Record excerpts ▸
——————

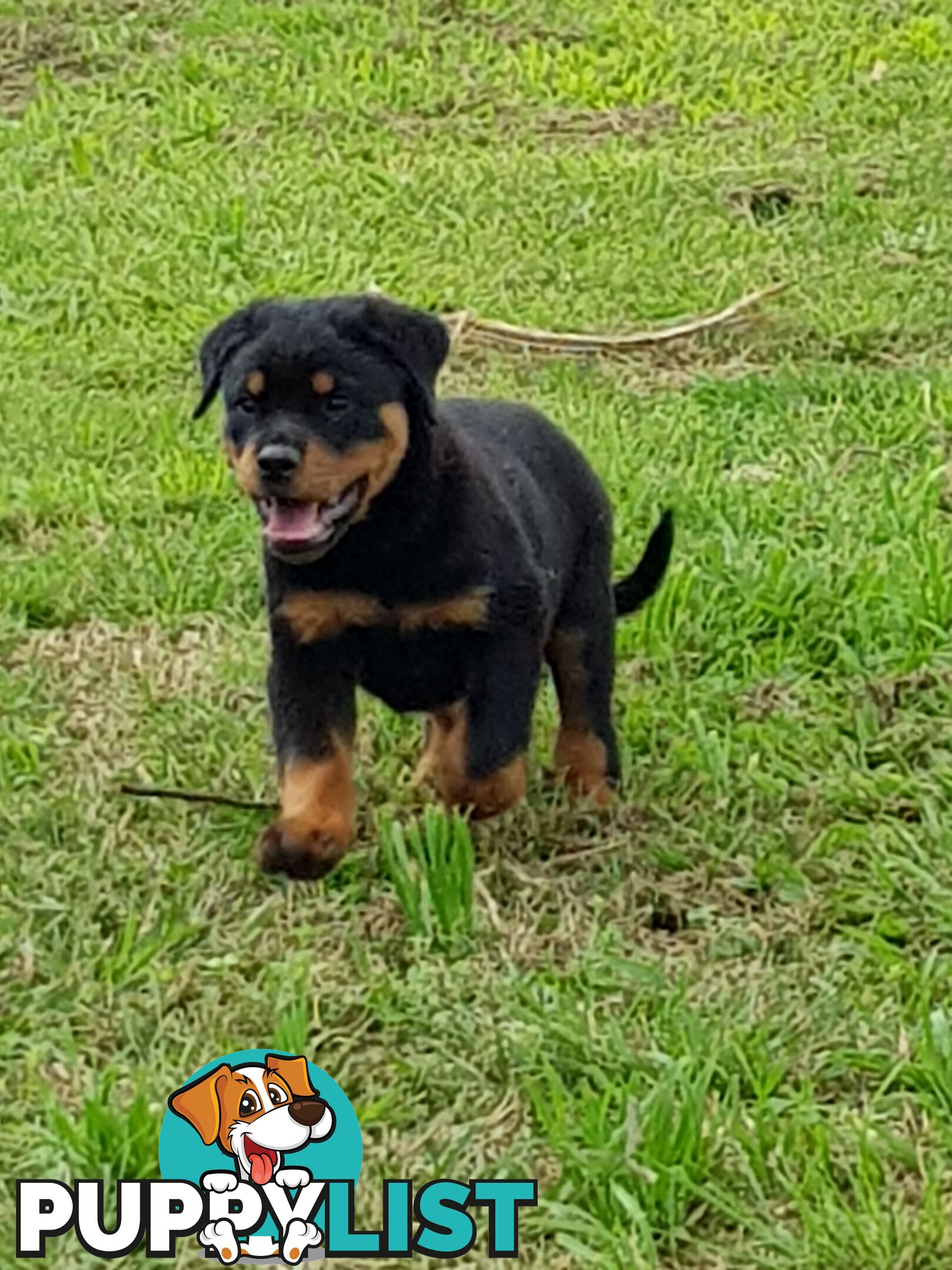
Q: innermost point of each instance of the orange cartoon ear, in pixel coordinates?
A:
(199, 1104)
(294, 1072)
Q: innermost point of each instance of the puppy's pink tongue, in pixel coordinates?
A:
(294, 522)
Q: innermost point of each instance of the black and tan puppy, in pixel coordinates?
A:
(433, 553)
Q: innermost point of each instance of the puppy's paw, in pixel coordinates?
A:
(221, 1236)
(292, 1178)
(299, 1237)
(301, 856)
(220, 1183)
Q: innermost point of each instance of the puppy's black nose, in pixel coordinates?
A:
(277, 463)
(307, 1110)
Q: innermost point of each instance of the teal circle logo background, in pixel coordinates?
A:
(183, 1156)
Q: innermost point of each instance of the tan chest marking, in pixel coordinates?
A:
(316, 615)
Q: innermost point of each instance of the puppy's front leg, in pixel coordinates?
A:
(477, 748)
(311, 699)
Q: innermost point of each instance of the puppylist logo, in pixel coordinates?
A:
(259, 1155)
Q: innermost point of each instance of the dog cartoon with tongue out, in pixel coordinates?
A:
(257, 1114)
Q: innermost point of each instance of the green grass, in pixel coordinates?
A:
(715, 1021)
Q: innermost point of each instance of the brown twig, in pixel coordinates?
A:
(196, 797)
(465, 326)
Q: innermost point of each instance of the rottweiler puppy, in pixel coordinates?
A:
(433, 553)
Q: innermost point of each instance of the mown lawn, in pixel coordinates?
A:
(715, 1022)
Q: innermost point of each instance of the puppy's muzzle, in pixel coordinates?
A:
(277, 463)
(307, 1110)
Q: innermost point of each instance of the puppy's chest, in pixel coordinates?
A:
(414, 654)
(417, 671)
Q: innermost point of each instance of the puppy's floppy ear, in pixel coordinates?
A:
(199, 1104)
(294, 1072)
(220, 346)
(417, 339)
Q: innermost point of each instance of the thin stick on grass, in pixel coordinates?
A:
(243, 804)
(465, 326)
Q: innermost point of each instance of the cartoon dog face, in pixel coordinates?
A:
(256, 1113)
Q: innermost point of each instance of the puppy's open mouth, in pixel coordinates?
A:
(300, 530)
(262, 1161)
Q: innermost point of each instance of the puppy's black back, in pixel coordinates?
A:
(537, 473)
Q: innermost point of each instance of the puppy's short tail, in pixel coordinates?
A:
(644, 581)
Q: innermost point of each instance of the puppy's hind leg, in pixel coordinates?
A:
(581, 653)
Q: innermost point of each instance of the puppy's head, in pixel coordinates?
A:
(257, 1112)
(320, 400)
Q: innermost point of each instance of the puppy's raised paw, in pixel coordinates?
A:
(223, 1237)
(301, 856)
(299, 1237)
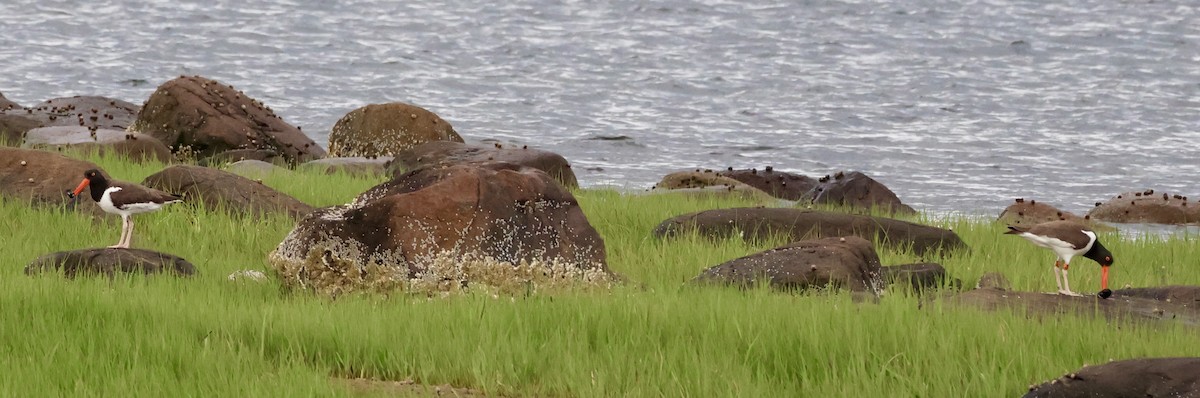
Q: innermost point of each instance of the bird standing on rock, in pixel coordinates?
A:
(123, 198)
(1068, 239)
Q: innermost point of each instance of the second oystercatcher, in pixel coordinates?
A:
(1068, 239)
(123, 198)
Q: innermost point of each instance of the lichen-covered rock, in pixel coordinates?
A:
(204, 118)
(441, 229)
(385, 130)
(1147, 206)
(109, 261)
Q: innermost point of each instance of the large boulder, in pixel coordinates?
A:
(43, 179)
(108, 261)
(1147, 206)
(847, 263)
(203, 118)
(1171, 377)
(857, 191)
(778, 184)
(135, 146)
(798, 223)
(451, 152)
(387, 128)
(89, 112)
(403, 230)
(222, 190)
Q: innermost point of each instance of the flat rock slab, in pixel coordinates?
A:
(1119, 307)
(802, 223)
(108, 261)
(1177, 377)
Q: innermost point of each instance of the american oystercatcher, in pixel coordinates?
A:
(123, 198)
(1068, 239)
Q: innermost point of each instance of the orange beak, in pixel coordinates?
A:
(79, 188)
(1104, 277)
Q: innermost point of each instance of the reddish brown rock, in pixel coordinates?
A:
(839, 263)
(135, 146)
(798, 223)
(111, 261)
(387, 130)
(1173, 377)
(857, 191)
(1147, 206)
(399, 229)
(444, 152)
(222, 190)
(205, 118)
(778, 184)
(43, 179)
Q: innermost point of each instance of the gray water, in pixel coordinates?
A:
(957, 106)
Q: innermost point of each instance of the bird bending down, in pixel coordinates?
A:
(123, 198)
(1068, 239)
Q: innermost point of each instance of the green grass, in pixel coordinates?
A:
(654, 336)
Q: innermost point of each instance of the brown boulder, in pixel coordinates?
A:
(89, 112)
(205, 118)
(222, 190)
(43, 179)
(1147, 206)
(798, 224)
(108, 261)
(451, 152)
(136, 146)
(400, 230)
(778, 184)
(857, 191)
(385, 130)
(1179, 377)
(849, 263)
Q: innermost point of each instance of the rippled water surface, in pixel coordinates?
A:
(958, 106)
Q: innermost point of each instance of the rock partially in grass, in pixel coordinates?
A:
(222, 190)
(1147, 206)
(109, 261)
(838, 263)
(445, 152)
(204, 118)
(135, 146)
(1171, 377)
(42, 179)
(755, 223)
(442, 229)
(387, 130)
(921, 276)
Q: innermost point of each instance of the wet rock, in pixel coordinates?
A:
(838, 263)
(357, 166)
(1147, 206)
(856, 190)
(204, 118)
(450, 152)
(399, 230)
(385, 130)
(135, 146)
(1027, 212)
(797, 223)
(43, 179)
(13, 127)
(109, 261)
(88, 112)
(222, 190)
(778, 184)
(1173, 377)
(921, 276)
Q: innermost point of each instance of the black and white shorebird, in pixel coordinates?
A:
(123, 198)
(1067, 240)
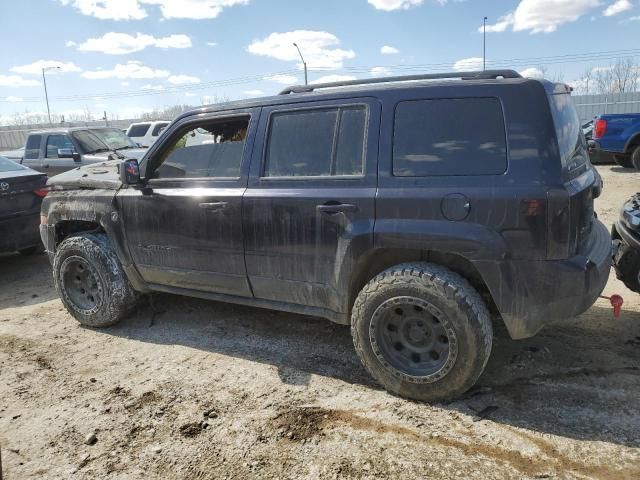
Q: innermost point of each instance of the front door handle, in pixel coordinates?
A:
(213, 206)
(333, 208)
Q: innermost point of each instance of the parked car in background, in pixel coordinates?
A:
(146, 133)
(619, 135)
(21, 193)
(60, 149)
(15, 155)
(408, 210)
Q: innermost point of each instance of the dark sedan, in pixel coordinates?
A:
(21, 193)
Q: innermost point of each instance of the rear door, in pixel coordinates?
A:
(32, 157)
(184, 228)
(309, 208)
(53, 163)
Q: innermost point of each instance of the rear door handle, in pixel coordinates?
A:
(330, 209)
(213, 206)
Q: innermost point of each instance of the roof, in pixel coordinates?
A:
(369, 87)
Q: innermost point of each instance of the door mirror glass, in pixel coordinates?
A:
(68, 153)
(129, 172)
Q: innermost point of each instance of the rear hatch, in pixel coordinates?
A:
(18, 185)
(572, 212)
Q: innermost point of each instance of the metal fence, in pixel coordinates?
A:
(587, 105)
(590, 105)
(16, 136)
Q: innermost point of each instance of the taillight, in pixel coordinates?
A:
(600, 128)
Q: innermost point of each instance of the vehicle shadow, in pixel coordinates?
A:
(25, 280)
(578, 379)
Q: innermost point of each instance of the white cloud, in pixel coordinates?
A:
(35, 68)
(131, 69)
(318, 48)
(17, 81)
(193, 9)
(617, 7)
(542, 16)
(283, 79)
(109, 9)
(183, 80)
(389, 5)
(389, 50)
(468, 64)
(334, 78)
(380, 72)
(134, 9)
(531, 72)
(114, 43)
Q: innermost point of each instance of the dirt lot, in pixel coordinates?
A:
(192, 389)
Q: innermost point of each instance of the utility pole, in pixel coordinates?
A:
(46, 95)
(484, 44)
(303, 63)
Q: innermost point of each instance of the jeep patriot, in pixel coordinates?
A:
(414, 209)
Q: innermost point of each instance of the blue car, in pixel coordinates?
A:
(619, 135)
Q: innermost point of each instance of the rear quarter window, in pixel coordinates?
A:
(458, 136)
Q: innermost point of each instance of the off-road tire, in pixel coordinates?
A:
(626, 263)
(635, 158)
(114, 296)
(452, 295)
(623, 161)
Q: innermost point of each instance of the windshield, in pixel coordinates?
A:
(7, 165)
(103, 140)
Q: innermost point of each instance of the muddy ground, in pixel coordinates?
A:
(188, 389)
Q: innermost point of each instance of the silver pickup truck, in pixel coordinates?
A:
(54, 151)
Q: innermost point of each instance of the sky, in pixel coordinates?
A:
(126, 57)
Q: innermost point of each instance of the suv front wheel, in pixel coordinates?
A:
(90, 281)
(422, 331)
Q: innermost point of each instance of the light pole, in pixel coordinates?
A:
(46, 95)
(484, 44)
(303, 63)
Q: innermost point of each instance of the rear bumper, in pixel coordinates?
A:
(19, 232)
(531, 294)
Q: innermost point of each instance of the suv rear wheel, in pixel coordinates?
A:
(90, 281)
(422, 331)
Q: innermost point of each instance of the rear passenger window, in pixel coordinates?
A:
(449, 137)
(32, 149)
(314, 143)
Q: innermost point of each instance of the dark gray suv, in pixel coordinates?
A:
(412, 208)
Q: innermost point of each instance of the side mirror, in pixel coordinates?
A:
(68, 153)
(129, 172)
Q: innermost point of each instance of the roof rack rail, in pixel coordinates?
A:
(474, 75)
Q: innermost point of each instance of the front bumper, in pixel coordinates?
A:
(531, 294)
(48, 237)
(19, 232)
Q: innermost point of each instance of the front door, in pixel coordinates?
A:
(184, 228)
(309, 208)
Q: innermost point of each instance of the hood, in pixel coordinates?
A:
(95, 175)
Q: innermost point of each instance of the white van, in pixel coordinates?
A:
(146, 133)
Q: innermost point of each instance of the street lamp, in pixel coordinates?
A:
(484, 44)
(303, 63)
(46, 95)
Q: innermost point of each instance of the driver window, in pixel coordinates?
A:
(211, 149)
(54, 142)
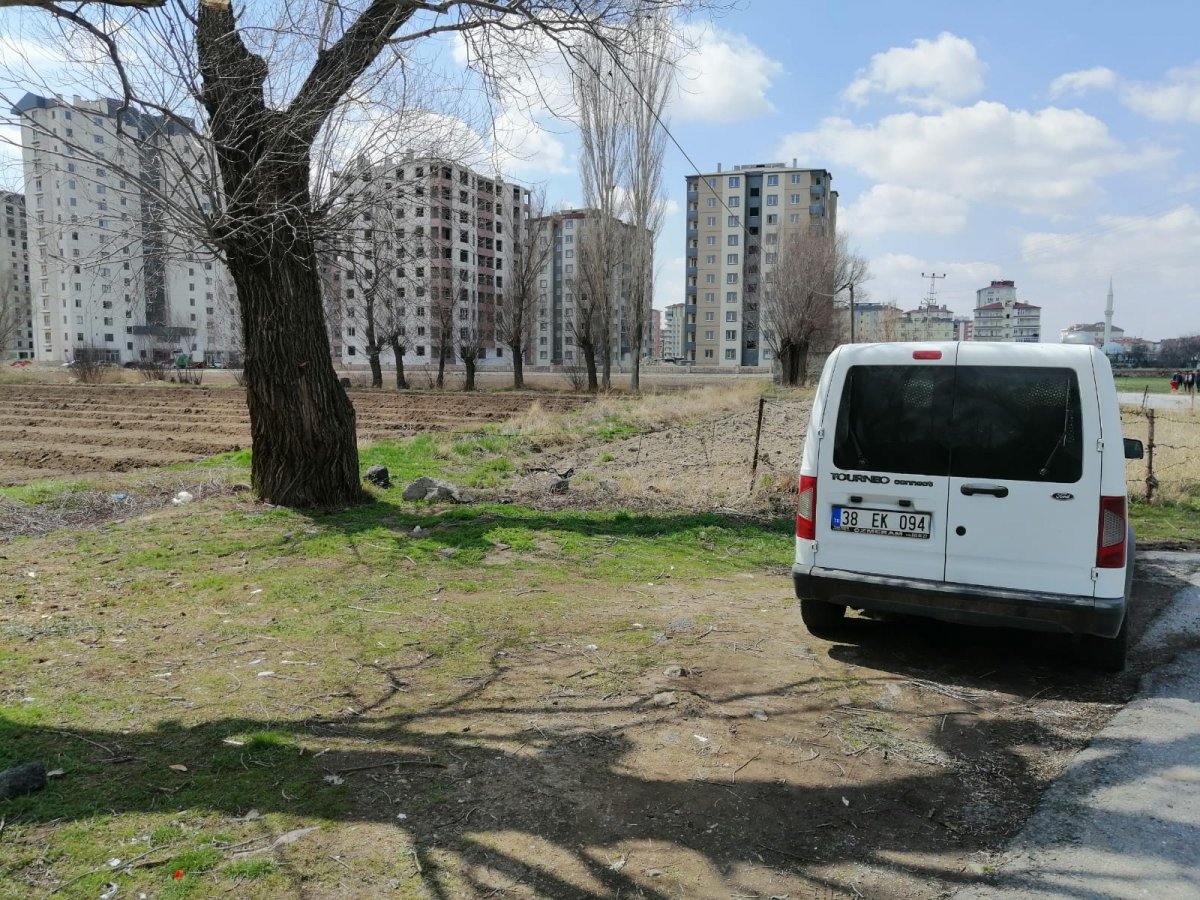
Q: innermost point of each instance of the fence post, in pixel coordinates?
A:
(757, 435)
(1151, 481)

——————

Your objective ▸
A count is wanted, and nothing else: the lines of this listing that include the word "black".

Your response ▸
4